═════ TEXT

The more confidence I gain, the more less like myself I become. The more reliable I become on others, and therefor, the more inclined I am to get into to trouble. They say that your conscious is when your idea of who you are is conflicted with something that you did, and it is your ego and superego battling it out, trying to make your self again be at peace.

There are very fwe things in my life that I regret... I always take mistakes as experiences that I had to go through to get to another point in my life, and fortunately all of those mistakes previously, never affected anyone else but myself... then come in the mistakes that harm others and more often than not they harm the ones closest to you. They make the dissappointment you had in yourself multiplied by a trillion because you know that those ppl in ur life most preciosu are also dissappointed or hurt. Then the battle is not about you anymore, or what you went thru, or what happened to you, and once you do allow the battle to turn back to being about you versus who else it has affected, you find urself resolving things, but no one else can understand it, so the resolution that they see is a distorted image, and the understanding is even less.

══════════

* [WHAT YOU WILL DO]
1 > Return, word for word, the part of the reflection on regret that opens with the words containing "There are very" and closes with "is even less.".
2 > Resume the reflection on regret, picking up right after its last sentence.

═════ DATA EXCERPTS

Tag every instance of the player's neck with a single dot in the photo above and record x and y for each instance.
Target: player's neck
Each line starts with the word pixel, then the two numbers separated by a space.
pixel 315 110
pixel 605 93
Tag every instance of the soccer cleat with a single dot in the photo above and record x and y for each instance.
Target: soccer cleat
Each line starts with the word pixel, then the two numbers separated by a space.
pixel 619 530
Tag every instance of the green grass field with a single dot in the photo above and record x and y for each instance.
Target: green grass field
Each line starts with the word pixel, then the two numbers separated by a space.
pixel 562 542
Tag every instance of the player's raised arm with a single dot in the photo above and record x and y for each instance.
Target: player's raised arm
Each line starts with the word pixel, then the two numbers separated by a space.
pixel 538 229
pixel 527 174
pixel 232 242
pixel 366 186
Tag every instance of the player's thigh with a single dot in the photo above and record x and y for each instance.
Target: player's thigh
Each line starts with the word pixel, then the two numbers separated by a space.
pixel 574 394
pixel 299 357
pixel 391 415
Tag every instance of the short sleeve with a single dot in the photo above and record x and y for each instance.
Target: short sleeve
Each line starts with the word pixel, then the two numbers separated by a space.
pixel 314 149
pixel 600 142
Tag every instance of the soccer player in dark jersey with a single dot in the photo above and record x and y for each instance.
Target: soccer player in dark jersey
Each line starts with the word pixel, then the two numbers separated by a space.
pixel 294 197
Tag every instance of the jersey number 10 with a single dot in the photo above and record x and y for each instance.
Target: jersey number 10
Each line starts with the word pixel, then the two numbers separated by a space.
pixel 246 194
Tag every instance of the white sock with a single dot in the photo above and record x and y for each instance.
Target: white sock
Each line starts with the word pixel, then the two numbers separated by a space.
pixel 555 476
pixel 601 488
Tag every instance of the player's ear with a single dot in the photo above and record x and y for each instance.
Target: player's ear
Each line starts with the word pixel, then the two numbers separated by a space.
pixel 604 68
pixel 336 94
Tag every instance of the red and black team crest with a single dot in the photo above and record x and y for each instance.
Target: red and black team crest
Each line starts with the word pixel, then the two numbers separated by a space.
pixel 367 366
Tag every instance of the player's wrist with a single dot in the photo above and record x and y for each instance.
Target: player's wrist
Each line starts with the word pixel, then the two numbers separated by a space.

══════════

* [OUTPUTS FOR THE TASKS]
1 >
There are very fwe things in my life that I regret... I always take mistakes as experiences that I had to go through to get to another point in my life, and fortunately all of those mistakes previously, never affected anyone else but myself... then come in the mistakes that harm others and more often than not they harm the ones closest to you. They make the dissappointment you had in yourself multiplied by a trillion because you know that those ppl in ur life most preciosu are also dissappointed or hurt. Then the battle is not about you anymore, or what you went thru, or what happened to you, and once you do allow the battle to turn back to being about you versus who else it has affected, you find urself resolving things, but no one else can understand it, so the resolution that they see is a distorted image, and the understanding is even less.

2 >
Trying to explain to someone how and why you feel a certain way most of the time.. seems to backfire. At least in the beginning it does. Instead of enlightening them on why you keep hacking at this one issue that you can;t seem to let go of, you either confuse them, mis lead them or both.... resulting in one of those situations where you think, "I should've just kept my mouth shut like I wanted to". So which is better? Trying to enlighten and failing, or ... I guess there is no 'or' if it is with someone u love, but I wish there was. I wish there was a way to connect thoughts and minds without using words, without having words themselves get in the way of what you are really trying to SAY. Words are often superfulous....

We all make mistakes... we all have accidents... we all are given another shot at being good and trying again at life. The hard part is finding people who will still be there despite what you put them through and what you yourself are going through. The hardest part is not forgiving the dude that screwed up your head, but forgiving yourself... and I am still working on that. I tried to justify my self by forgiving him, by taking away his power, but since that doesn't seem to be working, maybe the way out is to forgive myself for ever putting my family, friends and significant other through this... it might take me a while, but I guess that is my last shot.